__GIVEN PROBLEM__
Copy out all of the data below line for line, without changing a single character.

╭─ ROWS

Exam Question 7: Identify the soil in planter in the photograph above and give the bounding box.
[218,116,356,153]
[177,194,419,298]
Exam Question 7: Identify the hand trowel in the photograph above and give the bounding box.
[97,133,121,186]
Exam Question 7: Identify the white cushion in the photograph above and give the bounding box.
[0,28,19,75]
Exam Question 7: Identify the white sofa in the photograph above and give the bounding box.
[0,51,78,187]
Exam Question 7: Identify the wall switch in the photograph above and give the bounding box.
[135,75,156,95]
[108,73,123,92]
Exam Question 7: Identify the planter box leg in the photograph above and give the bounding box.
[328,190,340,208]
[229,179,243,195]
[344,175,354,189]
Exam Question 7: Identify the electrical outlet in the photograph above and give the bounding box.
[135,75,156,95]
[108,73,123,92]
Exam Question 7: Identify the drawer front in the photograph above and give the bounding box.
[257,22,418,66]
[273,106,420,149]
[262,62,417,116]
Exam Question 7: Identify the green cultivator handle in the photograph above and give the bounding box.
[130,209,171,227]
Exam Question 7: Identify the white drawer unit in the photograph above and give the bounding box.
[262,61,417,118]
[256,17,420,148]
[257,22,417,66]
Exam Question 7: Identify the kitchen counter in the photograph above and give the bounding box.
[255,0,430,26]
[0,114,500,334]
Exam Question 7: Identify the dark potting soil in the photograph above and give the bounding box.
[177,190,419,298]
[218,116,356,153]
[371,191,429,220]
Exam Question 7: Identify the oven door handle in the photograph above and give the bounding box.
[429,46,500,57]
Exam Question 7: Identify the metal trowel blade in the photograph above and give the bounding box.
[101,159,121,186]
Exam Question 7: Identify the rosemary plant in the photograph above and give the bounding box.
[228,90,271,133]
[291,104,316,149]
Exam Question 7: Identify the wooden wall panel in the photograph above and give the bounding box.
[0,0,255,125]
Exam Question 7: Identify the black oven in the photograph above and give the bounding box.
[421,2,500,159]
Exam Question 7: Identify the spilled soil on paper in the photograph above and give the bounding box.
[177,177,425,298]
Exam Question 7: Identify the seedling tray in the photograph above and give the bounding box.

╰─

__EXERCISE RESPONSE__
Exam Question 7: Identify the soil in planter in the photograph above and give the bounding box.
[218,116,356,153]
[177,194,419,298]
Exam Question 7: Identify the hand trowel in the photograph above and give the bounding box.
[97,133,121,186]
Exam Question 7: Identify the white cushion in the photograph above and give the bounding box.
[0,28,19,75]
Exam Question 7: Identify the white sofa in the photograph above and give the bounding box.
[0,51,78,187]
Exam Question 7: Identify the wall switch in the photograph above and give the bounding box.
[135,75,156,95]
[108,73,123,92]
Exam Question 7: Identify the planter box leg in the photograph above and give the bounding box.
[328,190,340,208]
[229,179,243,195]
[344,175,354,189]
Exam Question 7: Identify the electrical outlet in the photograph above and give the bounding box.
[135,75,156,95]
[108,73,123,92]
Exam Question 7: Identify the drawer front in the photograph above and give the bounding box.
[257,22,418,66]
[273,106,420,149]
[262,62,417,116]
Exam Question 7: Identify the green cultivator handle in the photograph above and give the bounding box.
[130,209,171,227]
Exam Question 7: Identify the white drawer unit in the photograph above and give the bounding box.
[262,61,417,118]
[256,17,420,148]
[257,22,417,66]
Exam Question 7: Identify the kitchen counter in the photograph above and give the bounding box.
[255,0,430,26]
[0,114,500,334]
Exam Question 7: Identify the dark potting soil in the photograph above and give the bounding box.
[177,190,419,298]
[218,116,356,153]
[371,191,429,220]
Exam Question 7: Identify the oven door handle in the photograph above and give the bounding box.
[429,46,500,57]
Exam Question 7: Identify the metal trowel blade in the photograph above and give the bounding box.
[101,159,121,186]
Exam Question 7: Identify the rosemary plant in the photograph above and give the bounding box.
[228,90,271,133]
[291,104,316,149]
Exam Question 7: Identify the wooden wall panel in the photograph above and give the bounding box.
[0,0,255,125]
Exam Question 7: Identify the black oven in the photograph above and give the bounding box.
[421,2,500,159]
Exam Question 7: Identify the spilled soil on paper in the photograph above and give the bounding box.
[177,177,425,298]
Exam Question 7: Identify the seedling tray in the photograph above and give the bounding box.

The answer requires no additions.